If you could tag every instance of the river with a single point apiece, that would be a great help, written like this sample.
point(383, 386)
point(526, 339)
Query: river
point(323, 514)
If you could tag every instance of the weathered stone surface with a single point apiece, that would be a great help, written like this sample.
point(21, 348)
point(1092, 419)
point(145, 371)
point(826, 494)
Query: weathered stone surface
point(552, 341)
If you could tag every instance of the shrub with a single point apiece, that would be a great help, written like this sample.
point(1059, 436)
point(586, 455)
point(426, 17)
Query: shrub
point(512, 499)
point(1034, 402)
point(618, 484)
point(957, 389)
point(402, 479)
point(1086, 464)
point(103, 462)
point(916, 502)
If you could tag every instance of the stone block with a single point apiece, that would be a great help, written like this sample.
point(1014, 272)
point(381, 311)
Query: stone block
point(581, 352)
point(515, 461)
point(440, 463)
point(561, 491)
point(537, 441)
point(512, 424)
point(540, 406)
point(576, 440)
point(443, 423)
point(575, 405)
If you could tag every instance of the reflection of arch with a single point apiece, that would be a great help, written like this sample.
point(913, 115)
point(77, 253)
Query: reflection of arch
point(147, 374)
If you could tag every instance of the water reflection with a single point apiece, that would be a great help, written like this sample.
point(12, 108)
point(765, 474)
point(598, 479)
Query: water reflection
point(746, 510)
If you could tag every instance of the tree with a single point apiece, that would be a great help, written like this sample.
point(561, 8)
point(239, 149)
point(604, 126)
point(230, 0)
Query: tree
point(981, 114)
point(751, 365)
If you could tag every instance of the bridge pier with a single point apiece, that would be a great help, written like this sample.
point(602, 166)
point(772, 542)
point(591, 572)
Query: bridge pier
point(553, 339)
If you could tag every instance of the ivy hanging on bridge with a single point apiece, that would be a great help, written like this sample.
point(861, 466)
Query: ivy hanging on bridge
- - -
What you are asked to do. Copy out the stretch of the material from the line containing "If you could tag every instance of the bridge" through the final line, keeping every character unchanged.

Exercise response.
If you could tag every instance of the bridge pier with a single point apiece, that would be a great help, written like this sample.
point(602, 166)
point(772, 542)
point(591, 572)
Query: bridge pier
point(553, 339)
If you could tag every instance of the ivy hanging on bridge with a single point apiece, that would be a great help, written like this sample.
point(861, 466)
Query: ivy hanging on bridge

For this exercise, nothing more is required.